## Problem
Copy out word for word the passage below on brain areas involved in processing thermal stimuli.

++++ Passage provided

Interpretation of central role of prefrontal, parietal, central, and somatosensory areas in thermal stimuli processing

In this study, we report strong brain activation of pre-frontal, frontal, somatosensory, and central areas for NOX conditions [p \(<0.0001\)], whereas high activation of the right parietal cortex was found for MOD and INNO conditions [p \(<0.001\)] as was illustrated in Figs. 6 and 3. Overall, the involvement of these cortical areas in very intense thermal sensation perception has been previously confirmed in different neurophysiological studies16. Particularly, Pardo et al.2 showed, using PET techniques, the specific role of the right posterior parietal cortex in focal attention and processing of sensory input, regardless of whether it is noxious or not. It is also proven that the parietal area is part of a larger network of sensory stimuli processing, which involves attentional allocation, orientation and preparedness for withdrawal reactions. This could provide an explanation of the observed right posterior parietal activity when processing MOD and INNO stimuli. Interestingly, this seems to involve more regions when perceiving NOX sensory stimuli, mainly bilateral prefrontal, medial frontal, pre-motor cortex and the ACC, forming a complex attention circuitry2. The activation of the frontal area reflects “vigilance”13, focal attention, and action planning61. Similarly, it could be also linked to its connection to the basal ganglia which has different roles in noxious stimuli processing, including sensory discrimination, information gating, and warning input to different motor areas62,63. We postulate that this could reveal the subjects’ intention to either move their arms when being exposed to very intense thermal stimuli (a motor imagery function) or an internal suppression and inhibition of these NOX sensations, given that they were strictly instructed not to move their limbs throughout the recording sessions. As the frontal area is heavily connected to the ACC, their observed simultaneous co-activation for very cold and very hot stimuli could be further interpreted as a stimulus evoked fear avoidance which may lead to motor initiation or suppression, and hence activate the pre-motor cortex.

++++++++
++++ Records provided

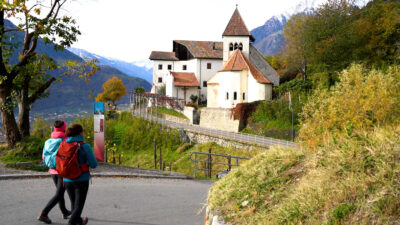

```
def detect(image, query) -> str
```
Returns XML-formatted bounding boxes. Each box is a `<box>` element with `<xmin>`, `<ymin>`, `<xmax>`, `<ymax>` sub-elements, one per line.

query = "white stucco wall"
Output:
<box><xmin>196</xmin><ymin>59</ymin><xmax>222</xmax><ymax>98</ymax></box>
<box><xmin>151</xmin><ymin>60</ymin><xmax>174</xmax><ymax>93</ymax></box>
<box><xmin>222</xmin><ymin>36</ymin><xmax>250</xmax><ymax>64</ymax></box>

++++++++

## Response area
Interpretation of central role of prefrontal, parietal, central, and somatosensory areas in thermal stimuli processing

In this study, we report strong brain activation of pre-frontal, frontal, somatosensory, and central areas for NOX conditions [p \(<0.0001\)], whereas high activation of the right parietal cortex was found for MOD and INNO conditions [p \(<0.001\)] as was illustrated in Figs. 6 and 3. Overall, the involvement of these cortical areas in very intense thermal sensation perception has been previously confirmed in different neurophysiological studies16. Particularly, Pardo et al.2 showed, using PET techniques, the specific role of the right posterior parietal cortex in focal attention and processing of sensory input, regardless of whether it is noxious or not. It is also proven that the parietal area is part of a larger network of sensory stimuli processing, which involves attentional allocation, orientation and preparedness for withdrawal reactions. This could provide an explanation of the observed right posterior parietal activity when processing MOD and INNO stimuli. Interestingly, this seems to involve more regions when perceiving NOX sensory stimuli, mainly bilateral prefrontal, medial frontal, pre-motor cortex and the ACC, forming a complex attention circuitry2. The activation of the frontal area reflects “vigilance”13, focal attention, and action planning61. Similarly, it could be also linked to its connection to the basal ganglia which has different roles in noxious stimuli processing, including sensory discrimination, information gating, and warning input to different motor areas62,63. We postulate that this could reveal the subjects’ intention to either move their arms when being exposed to very intense thermal stimuli (a motor imagery function) or an internal suppression and inhibition of these NOX sensations, given that they were strictly instructed not to move their limbs throughout the recording sessions. As the frontal area is heavily connected to the ACC, their observed simultaneous co-activation for very cold and very hot stimuli could be further interpreted as a stimulus evoked fear avoidance which may lead to motor initiation or suppression, and hence activate the pre-motor cortex.